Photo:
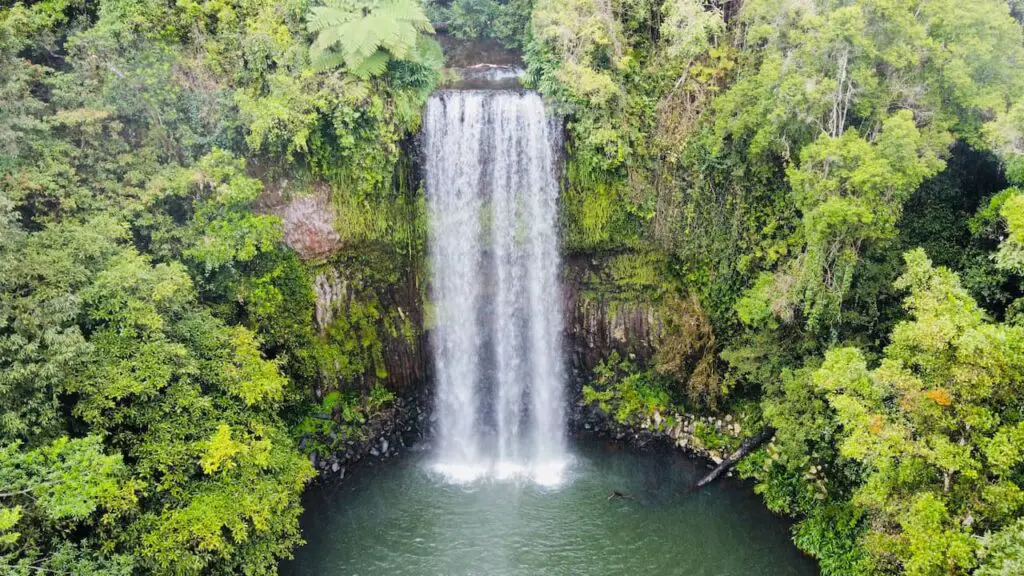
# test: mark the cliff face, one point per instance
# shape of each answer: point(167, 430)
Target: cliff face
point(371, 300)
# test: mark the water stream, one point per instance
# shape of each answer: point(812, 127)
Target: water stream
point(492, 196)
point(499, 491)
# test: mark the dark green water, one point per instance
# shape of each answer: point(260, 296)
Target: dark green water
point(397, 519)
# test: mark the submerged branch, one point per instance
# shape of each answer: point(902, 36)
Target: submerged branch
point(745, 448)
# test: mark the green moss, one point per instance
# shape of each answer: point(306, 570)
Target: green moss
point(630, 395)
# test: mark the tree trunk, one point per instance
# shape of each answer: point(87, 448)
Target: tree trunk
point(745, 448)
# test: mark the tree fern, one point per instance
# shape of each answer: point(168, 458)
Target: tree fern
point(365, 35)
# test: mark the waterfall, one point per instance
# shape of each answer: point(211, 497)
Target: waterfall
point(493, 208)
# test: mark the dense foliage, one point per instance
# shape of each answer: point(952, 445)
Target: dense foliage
point(778, 157)
point(157, 344)
point(822, 199)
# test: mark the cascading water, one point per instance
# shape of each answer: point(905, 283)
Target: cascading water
point(492, 198)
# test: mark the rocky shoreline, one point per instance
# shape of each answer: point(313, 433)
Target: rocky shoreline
point(385, 436)
point(699, 437)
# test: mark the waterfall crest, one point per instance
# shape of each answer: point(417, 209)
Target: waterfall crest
point(493, 206)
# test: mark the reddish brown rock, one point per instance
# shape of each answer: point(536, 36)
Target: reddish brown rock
point(308, 224)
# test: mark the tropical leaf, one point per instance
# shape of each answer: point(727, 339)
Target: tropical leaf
point(365, 35)
point(373, 66)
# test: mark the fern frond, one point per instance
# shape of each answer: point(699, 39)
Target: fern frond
point(373, 66)
point(327, 59)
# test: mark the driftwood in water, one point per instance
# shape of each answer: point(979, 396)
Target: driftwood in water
point(748, 445)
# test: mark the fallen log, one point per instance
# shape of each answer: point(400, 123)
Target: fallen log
point(745, 448)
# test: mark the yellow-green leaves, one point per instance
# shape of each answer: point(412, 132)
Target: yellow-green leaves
point(936, 424)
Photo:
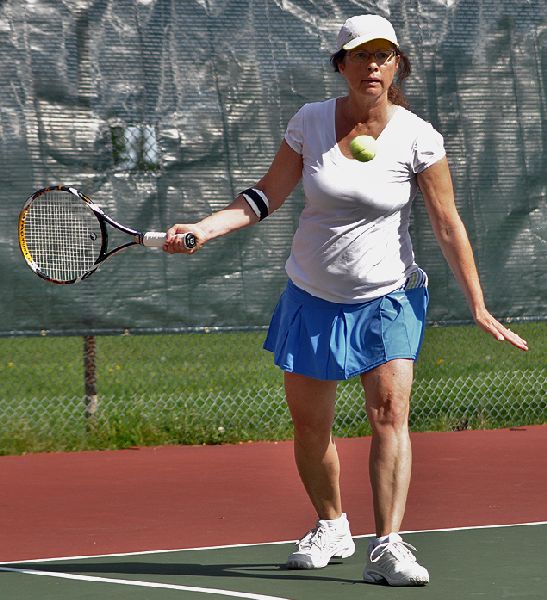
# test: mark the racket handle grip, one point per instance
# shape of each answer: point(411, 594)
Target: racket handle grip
point(156, 239)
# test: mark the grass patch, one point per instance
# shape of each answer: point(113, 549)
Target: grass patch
point(217, 388)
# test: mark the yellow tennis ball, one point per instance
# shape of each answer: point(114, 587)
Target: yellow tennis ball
point(363, 147)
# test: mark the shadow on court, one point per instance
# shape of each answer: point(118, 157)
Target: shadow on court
point(488, 563)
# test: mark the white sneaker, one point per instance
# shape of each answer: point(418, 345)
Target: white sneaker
point(394, 563)
point(322, 543)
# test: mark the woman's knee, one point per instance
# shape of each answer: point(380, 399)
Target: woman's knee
point(389, 413)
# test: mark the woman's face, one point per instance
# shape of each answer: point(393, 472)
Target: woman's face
point(370, 68)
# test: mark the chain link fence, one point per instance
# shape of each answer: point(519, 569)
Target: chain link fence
point(196, 388)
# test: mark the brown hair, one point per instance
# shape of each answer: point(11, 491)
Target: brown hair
point(395, 93)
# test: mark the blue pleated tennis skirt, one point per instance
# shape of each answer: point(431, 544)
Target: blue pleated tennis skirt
point(332, 341)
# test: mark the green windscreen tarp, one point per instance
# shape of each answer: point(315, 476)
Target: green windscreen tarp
point(162, 111)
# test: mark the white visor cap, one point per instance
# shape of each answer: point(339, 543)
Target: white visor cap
point(363, 28)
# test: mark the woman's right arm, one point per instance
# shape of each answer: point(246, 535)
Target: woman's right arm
point(282, 176)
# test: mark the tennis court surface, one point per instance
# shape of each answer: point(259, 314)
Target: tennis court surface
point(190, 522)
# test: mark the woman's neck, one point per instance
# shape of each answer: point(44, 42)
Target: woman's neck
point(363, 118)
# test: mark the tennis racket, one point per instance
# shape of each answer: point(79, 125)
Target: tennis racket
point(63, 235)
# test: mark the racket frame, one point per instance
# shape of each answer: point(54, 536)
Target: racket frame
point(103, 219)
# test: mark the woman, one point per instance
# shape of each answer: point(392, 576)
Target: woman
point(355, 302)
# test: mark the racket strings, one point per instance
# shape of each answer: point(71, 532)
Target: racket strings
point(63, 235)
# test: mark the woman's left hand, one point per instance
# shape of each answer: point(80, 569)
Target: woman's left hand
point(492, 326)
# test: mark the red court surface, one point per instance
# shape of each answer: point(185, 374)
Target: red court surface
point(92, 503)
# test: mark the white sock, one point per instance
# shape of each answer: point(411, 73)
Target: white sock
point(337, 524)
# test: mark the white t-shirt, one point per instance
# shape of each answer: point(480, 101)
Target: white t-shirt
point(352, 243)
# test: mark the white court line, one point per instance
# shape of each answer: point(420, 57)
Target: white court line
point(227, 546)
point(149, 584)
point(145, 584)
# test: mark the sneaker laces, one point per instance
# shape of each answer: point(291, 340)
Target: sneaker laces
point(314, 537)
point(400, 550)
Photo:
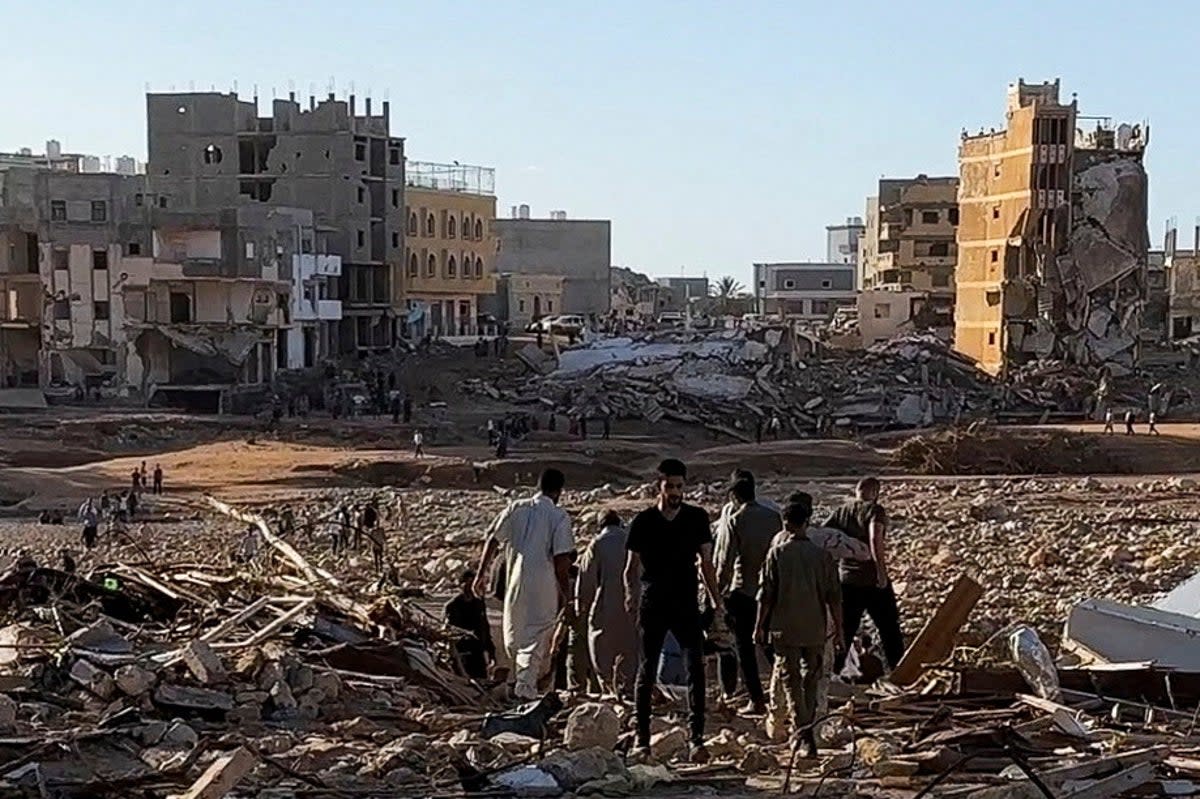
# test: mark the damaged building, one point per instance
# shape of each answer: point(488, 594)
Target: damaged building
point(211, 151)
point(1053, 238)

- - -

What is being asked: Would you set down the records exactly, with no pictures included?

The answer:
Photo:
# test: mark the cliff face, one point per instance
# shape of each answer: point(167, 430)
Target: cliff face
point(371, 300)
# test: mark the water stream, one point per instance
# shape of each answer: point(812, 127)
Target: water stream
point(492, 196)
point(499, 491)
# test: mark the dark green water, one point per instance
# shape of each answer: point(260, 296)
Target: dark green water
point(397, 519)
# test: mark the submerged branch, one point per instance
# shape of each answer: point(902, 36)
Target: submerged branch
point(745, 448)
# test: mark the green moss, one point per instance
# shape of each answer: point(306, 570)
Target: green moss
point(630, 395)
# test: mark the tree trunk, one point per instance
# shape of each answer: point(87, 448)
Target: tree trunk
point(745, 448)
# test: mark the tree fern, one point per instance
# shape of each answer: point(168, 458)
Target: tree fern
point(365, 35)
# test: mark the waterfall, one point per instance
# shape of each answer: point(211, 497)
Target: waterfall
point(493, 208)
# test: mark the dense foliage, one point per instance
# shape of each answer: point(952, 445)
Target: dense foliage
point(778, 157)
point(157, 344)
point(822, 199)
# test: mark the cascading water, one point per instance
# shape of each answer: point(905, 283)
Target: cascading water
point(492, 198)
# test: mark the rocky shoreline, one point per instance
# shape of each answer: point(313, 433)
Target: rocky shoreline
point(385, 436)
point(699, 437)
# test: mark the waterfall crest, one point per instance
# shape of each answer: point(417, 209)
Target: waterfall crest
point(493, 206)
# test: mark the reddish brown rock, one point per instance
# shape of each answer: point(536, 36)
Target: reddish brown rock
point(308, 224)
# test: mark the tropical leaf, one point per instance
# shape of each answer: point(727, 339)
Target: tropical leaf
point(365, 35)
point(373, 66)
# test: mark the fern frond, one point per instance
# shape of each answer: point(699, 39)
Target: fern frond
point(373, 66)
point(327, 59)
# test: mark the driftwood in water, one point per instance
# shape of each answer: point(979, 396)
Target: driftwood in water
point(748, 445)
# test: mark the fallen log, one point per instance
# shape of each answer: point(400, 123)
Target: fallen log
point(745, 448)
# test: mark the yellow-green leaves, one point per instance
# shape of each answer: point(412, 132)
Target: yellow-green leaves
point(936, 424)
Photo:
# test: mark the racket handle grip, one point per instance
# shape of each answer: point(411, 594)
Target: racket handle grip
point(156, 239)
# test: mark the grass patch, one point per instance
# shape of each answer: point(113, 549)
Target: grass patch
point(217, 388)
# test: mark the yellow tennis ball, one point per instance
# shape of each answer: point(114, 587)
Target: yellow tennis ball
point(363, 147)
# test: mark the shadow on court, one point per instance
# shape of each answer: point(118, 157)
Target: shadow on court
point(488, 563)
# test: mark the white sneaker, one point per instance
# shape of each answer: point(418, 345)
Target: white sneaker
point(394, 563)
point(322, 543)
# test: mark the woman's knee, one point per instance
# shape of each answer: point(380, 399)
Target: woman's knee
point(389, 413)
# test: mark the woman's face, one point per instance
# shape of each answer: point(393, 472)
Target: woman's face
point(370, 68)
# test: mark the chain link fence, one point per instance
# shape of each answer: point(519, 569)
Target: chain link fence
point(196, 388)
# test: mark the brown hair, one point per instance
# shape of each answer: point(11, 491)
Target: brown hair
point(395, 93)
# test: mark the blue pleated tennis skirt, one point per instance
# shape of each answer: point(431, 544)
Target: blue pleated tennis skirt
point(332, 341)
# test: mark the green windscreen tarp, one point per instance
# shape of each answer: point(315, 476)
Target: green windscreen tarp
point(162, 111)
# test: mark the white visor cap, one point per instance
# shape of each answer: point(339, 543)
Target: white visor cap
point(363, 28)
# test: mark the woman's right arm, one point per instance
# shape of each answer: point(246, 535)
Target: woman's right arm
point(282, 176)
# test: mark the tennis court surface, one point per instance
# shape of each answer: point(259, 314)
Target: tennis court surface
point(190, 522)
# test: mark the woman's neck, one point per instance
# shape of each answer: point(44, 42)
Target: woman's neck
point(363, 118)
# test: mark the tennis racket, one point per instance
# shape of each answer: point(79, 125)
Target: tennis racket
point(63, 235)
# test: mark the racket frame, one point per instance
# shape of each answer: point(54, 536)
Target: racket frame
point(103, 219)
# test: mark the woman, one point per instance
# shape of each answer: point(392, 576)
Target: woman
point(355, 302)
# test: mark the racket strings, one point per instance
# shape of each answer: point(71, 532)
Target: racket strings
point(63, 235)
# test: mark the woman's left hand, one point per instance
# shape of each answer: point(80, 569)
Target: woman's left hand
point(492, 326)
# test: mark the red court surface, one point per instance
# shape of each answer: point(185, 374)
Target: red court surface
point(92, 503)
# test: mark the white sock, one point per instance
# shape of each answer: point(411, 73)
Target: white sock
point(337, 524)
# test: mark the white t-shirt, one point per instance
# shape of each answer: point(480, 101)
Target: white t-shirt
point(352, 243)
# test: mark the white court line, one point per instance
# shape of each answer: point(420, 57)
Target: white court line
point(227, 546)
point(149, 584)
point(145, 584)
# test: mark the sneaker laces, one point per instance
# shape of each answer: point(291, 340)
Target: sneaker laces
point(314, 537)
point(400, 550)
Photo:
# test: mark the damaged building, one point per instance
# shape of each answer: point(488, 594)
Target: damaged building
point(211, 151)
point(1053, 238)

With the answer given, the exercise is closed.